## Work task
Output what the records say, word for word, with no images.

──────── Records to process

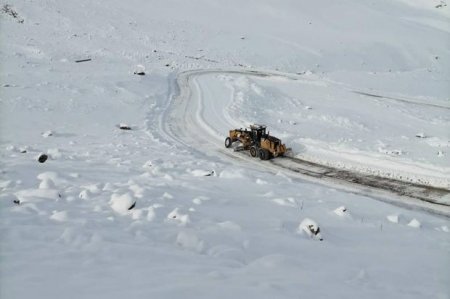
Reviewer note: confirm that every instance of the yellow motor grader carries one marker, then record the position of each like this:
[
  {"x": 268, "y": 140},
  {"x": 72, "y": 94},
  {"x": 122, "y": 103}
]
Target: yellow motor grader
[{"x": 257, "y": 141}]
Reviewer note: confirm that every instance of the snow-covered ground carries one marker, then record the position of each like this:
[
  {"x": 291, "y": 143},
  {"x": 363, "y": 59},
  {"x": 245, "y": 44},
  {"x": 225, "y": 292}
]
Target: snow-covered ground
[{"x": 364, "y": 85}]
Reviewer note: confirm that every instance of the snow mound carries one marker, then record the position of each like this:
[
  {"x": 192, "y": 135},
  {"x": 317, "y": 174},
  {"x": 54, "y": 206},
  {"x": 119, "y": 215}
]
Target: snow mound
[
  {"x": 200, "y": 172},
  {"x": 151, "y": 214},
  {"x": 182, "y": 219},
  {"x": 393, "y": 218},
  {"x": 85, "y": 194},
  {"x": 122, "y": 203},
  {"x": 37, "y": 195},
  {"x": 288, "y": 202},
  {"x": 60, "y": 216},
  {"x": 310, "y": 228},
  {"x": 189, "y": 240},
  {"x": 47, "y": 183}
]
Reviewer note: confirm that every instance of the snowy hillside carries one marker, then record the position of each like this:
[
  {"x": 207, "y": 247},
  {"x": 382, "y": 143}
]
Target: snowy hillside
[{"x": 136, "y": 195}]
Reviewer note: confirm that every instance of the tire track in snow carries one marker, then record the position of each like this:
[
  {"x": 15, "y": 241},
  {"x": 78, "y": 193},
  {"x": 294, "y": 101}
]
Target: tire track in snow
[{"x": 183, "y": 123}]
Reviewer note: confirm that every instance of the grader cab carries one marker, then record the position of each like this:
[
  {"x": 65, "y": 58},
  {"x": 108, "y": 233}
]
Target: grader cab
[{"x": 257, "y": 141}]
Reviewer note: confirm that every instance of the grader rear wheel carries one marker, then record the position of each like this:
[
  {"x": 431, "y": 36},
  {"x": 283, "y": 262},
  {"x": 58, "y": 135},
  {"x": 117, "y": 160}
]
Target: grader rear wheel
[
  {"x": 228, "y": 142},
  {"x": 264, "y": 154}
]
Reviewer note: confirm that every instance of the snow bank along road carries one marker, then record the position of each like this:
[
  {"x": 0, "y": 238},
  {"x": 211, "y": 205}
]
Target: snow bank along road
[{"x": 197, "y": 119}]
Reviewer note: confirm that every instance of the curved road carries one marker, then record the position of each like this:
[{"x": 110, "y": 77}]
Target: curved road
[{"x": 183, "y": 122}]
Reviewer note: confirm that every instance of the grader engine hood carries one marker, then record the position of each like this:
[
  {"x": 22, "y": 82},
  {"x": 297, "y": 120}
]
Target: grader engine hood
[{"x": 257, "y": 141}]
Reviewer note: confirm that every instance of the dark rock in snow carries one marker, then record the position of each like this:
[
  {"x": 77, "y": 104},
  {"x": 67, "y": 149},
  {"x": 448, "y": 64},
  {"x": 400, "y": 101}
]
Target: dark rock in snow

────────────────

## Solution
Reviewer note: confirm that every instance of the yellow motor grader carries one marker, then record the position of each like this:
[
  {"x": 268, "y": 140},
  {"x": 72, "y": 94},
  {"x": 122, "y": 103}
]
Target: yellow motor grader
[{"x": 257, "y": 141}]
Reviewer note: confirm that every instance of the snow-covered ground carries one marker, then record the position of each like this:
[
  {"x": 291, "y": 143},
  {"x": 363, "y": 59},
  {"x": 245, "y": 44},
  {"x": 225, "y": 292}
]
Target: snow-covered ground
[{"x": 364, "y": 85}]
Reviewer note: confirm that every instance of the snow mound carries one marker, then record the position of each like this:
[
  {"x": 192, "y": 135},
  {"x": 317, "y": 174},
  {"x": 54, "y": 206},
  {"x": 119, "y": 215}
]
Target: snow mound
[
  {"x": 200, "y": 172},
  {"x": 151, "y": 214},
  {"x": 182, "y": 219},
  {"x": 393, "y": 218},
  {"x": 85, "y": 194},
  {"x": 122, "y": 203},
  {"x": 37, "y": 195},
  {"x": 288, "y": 202},
  {"x": 60, "y": 216},
  {"x": 310, "y": 228},
  {"x": 189, "y": 240},
  {"x": 47, "y": 183}
]
Reviewer note: confirm that every instance of the snowy hillside carries one marker, then record the position of each like this:
[
  {"x": 207, "y": 247},
  {"x": 382, "y": 143}
]
Target: snowy hillside
[{"x": 136, "y": 195}]
Reviewer note: confirm that every instance of the tire track in snow carries one marker, then record the position of each like this:
[
  {"x": 15, "y": 241},
  {"x": 78, "y": 193},
  {"x": 294, "y": 101}
]
Target: tire track in snow
[{"x": 183, "y": 123}]
Reviewer note: confirm that every instance of the grader cab carries one marker, then record the position of each like this:
[
  {"x": 65, "y": 58},
  {"x": 108, "y": 233}
]
Target: grader cab
[{"x": 257, "y": 141}]
Reviewer note: confirm that every instance of the grader rear wheel carries one marker, then record the position of each like this:
[
  {"x": 431, "y": 36},
  {"x": 283, "y": 262},
  {"x": 58, "y": 135},
  {"x": 117, "y": 160}
]
Target: grader rear wheel
[
  {"x": 228, "y": 142},
  {"x": 264, "y": 154}
]
Reviewer note: confirm that every instance of the snow bank along road carries one marker, then record the position of each like this:
[
  {"x": 0, "y": 238},
  {"x": 211, "y": 205}
]
Target: snow bank along road
[{"x": 197, "y": 119}]
Reviewer note: confirm that every instance of the curved road carries one marker, then record the position of each like this:
[{"x": 110, "y": 77}]
Target: curved road
[{"x": 183, "y": 122}]
Reviewer note: confirm that every instance of the grader engine hood carries one marker, then record the position of each like this:
[
  {"x": 22, "y": 82},
  {"x": 297, "y": 120}
]
Target: grader engine hood
[{"x": 257, "y": 141}]
Reviewer note: confirm that every instance of the dark rock in snow carries one marker, then record the position of each like this:
[
  {"x": 77, "y": 104},
  {"x": 67, "y": 149},
  {"x": 448, "y": 64},
  {"x": 400, "y": 101}
]
Target: dark rock in snow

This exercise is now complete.